## Start TEXT BLOCK

# pretreating



## sven1277 (Jan 15, 2008)

Will pretreating walks with calcium work well on an inch or so of snow? Will it create enough brine?


----------



## bristolturf (Dec 20, 2008)

granular? probably not. Asphalt and concrete sidewalks are different but when I pretreated my drive with calcium, it melted off the really little accumulations probably 1/3 of an inch and under. Some areas it worked better than others. But it would probably have worst results on concrete since thats elevated and exposed to wind and colder temperatuires which would cause the sidewalks to freeze up more and allow more snow to accumulate.


----------



## snobgone (Feb 2, 2010)

Depends on the mositure content of the snow, temperature, amount applied and other factors but it can burn an inch off.


----------



## Wayne Volz (Mar 1, 2002)

*I would say so*

I think it does a great job when pre-treating. We go about 4 pounds per 1,000 square feet if expecting a steady snow. Based on the the conditions mentioned above as well as ground temperature, and snow fall rate it will generally do a good job. If the rate is too fast, it will keep the snow from bonding and your shovel crew can remove it easier and faster.


----------



## Brinemaster (Jul 11, 2011)

Have you tried using salt brine ahead of the storm. Will dry and remain until precipitation. The brine created will prevent the ice from bonding. Much cheaper alternative to cal. or mag.


----------



## bharkness (Oct 8, 2008)

Pretreating with mineral well brine will melt 1 to 11/2 of snow on contact and keep any more than that from bonding to the walk way.
Call us we have brine.
Brad 
800-286-7312 MCS


----------



## Luther (Oct 31, 2007)

## End TEXT BLOCK

-- WRITTEN PROBLEM --
Answer these questions using the pretreating thread above:
1. What application rate does Wayne Volz use when a steady snow is expected?
2. According to bristolturf, how deep were the accumulations that calcium melted off the drive?
3. Which three factors does snobgone name before saying that calcium can burn an inch off?

## Start RECORDS SHOWN

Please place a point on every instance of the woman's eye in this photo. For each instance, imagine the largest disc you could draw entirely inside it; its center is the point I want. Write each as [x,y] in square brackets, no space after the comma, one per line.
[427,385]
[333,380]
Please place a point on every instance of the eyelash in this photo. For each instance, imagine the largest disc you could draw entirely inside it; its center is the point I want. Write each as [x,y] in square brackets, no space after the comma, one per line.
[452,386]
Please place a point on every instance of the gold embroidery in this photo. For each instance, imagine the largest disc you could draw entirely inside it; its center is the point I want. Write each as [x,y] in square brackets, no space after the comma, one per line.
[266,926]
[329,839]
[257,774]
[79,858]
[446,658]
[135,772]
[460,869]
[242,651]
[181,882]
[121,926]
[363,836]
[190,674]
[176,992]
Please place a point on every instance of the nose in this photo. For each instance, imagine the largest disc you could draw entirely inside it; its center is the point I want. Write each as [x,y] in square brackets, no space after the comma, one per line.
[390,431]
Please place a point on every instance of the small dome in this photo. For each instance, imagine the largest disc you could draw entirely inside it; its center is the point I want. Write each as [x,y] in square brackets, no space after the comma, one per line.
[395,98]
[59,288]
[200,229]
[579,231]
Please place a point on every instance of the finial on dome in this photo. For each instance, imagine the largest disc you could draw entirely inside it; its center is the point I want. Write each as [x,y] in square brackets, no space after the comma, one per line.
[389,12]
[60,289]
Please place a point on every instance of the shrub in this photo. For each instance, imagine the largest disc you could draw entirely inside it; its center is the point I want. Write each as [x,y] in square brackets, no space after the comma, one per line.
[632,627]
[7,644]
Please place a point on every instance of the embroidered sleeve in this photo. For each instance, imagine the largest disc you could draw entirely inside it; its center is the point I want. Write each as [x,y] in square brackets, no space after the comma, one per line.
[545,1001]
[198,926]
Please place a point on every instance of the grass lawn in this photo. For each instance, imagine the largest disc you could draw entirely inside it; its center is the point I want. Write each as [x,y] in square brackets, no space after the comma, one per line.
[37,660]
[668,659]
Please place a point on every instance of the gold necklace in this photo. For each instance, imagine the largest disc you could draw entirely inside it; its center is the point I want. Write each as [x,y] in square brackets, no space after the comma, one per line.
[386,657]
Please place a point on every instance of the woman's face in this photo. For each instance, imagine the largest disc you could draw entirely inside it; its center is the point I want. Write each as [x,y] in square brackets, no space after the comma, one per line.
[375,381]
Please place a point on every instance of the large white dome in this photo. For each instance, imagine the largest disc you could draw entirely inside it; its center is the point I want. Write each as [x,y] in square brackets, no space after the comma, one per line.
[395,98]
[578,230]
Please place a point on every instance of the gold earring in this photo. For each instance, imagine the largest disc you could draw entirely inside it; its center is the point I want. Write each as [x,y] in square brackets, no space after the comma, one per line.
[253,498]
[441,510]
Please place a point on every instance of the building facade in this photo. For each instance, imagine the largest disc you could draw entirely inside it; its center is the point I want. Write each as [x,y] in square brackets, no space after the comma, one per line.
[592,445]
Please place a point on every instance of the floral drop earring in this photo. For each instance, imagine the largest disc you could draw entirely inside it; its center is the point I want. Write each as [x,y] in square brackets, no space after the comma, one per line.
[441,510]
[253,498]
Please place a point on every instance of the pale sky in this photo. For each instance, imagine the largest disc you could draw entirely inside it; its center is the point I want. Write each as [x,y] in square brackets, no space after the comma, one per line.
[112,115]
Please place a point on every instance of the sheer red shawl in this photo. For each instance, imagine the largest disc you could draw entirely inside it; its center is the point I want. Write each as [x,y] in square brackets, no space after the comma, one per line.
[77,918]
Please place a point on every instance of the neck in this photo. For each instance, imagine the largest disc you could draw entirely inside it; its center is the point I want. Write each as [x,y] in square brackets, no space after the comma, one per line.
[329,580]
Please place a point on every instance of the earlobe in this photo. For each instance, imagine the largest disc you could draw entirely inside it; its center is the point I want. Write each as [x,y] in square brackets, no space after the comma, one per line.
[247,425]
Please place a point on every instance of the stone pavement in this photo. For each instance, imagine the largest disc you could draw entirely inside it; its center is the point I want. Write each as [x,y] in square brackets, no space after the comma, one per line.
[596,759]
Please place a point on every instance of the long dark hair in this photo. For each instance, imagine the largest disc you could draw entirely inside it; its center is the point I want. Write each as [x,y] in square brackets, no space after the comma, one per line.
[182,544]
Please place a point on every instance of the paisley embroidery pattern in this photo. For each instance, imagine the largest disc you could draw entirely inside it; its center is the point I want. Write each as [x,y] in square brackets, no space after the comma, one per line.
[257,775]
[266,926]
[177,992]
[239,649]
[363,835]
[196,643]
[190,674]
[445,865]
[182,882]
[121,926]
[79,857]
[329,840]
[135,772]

## End RECORDS SHOWN

-- SOLUTION FOR THIS PROBLEM --
1. About 4 pounds per 1,000 square feet.
2. Probably 1/3 of an inch and under.
3. The moisture content of the snow, the temperature, and the amount applied.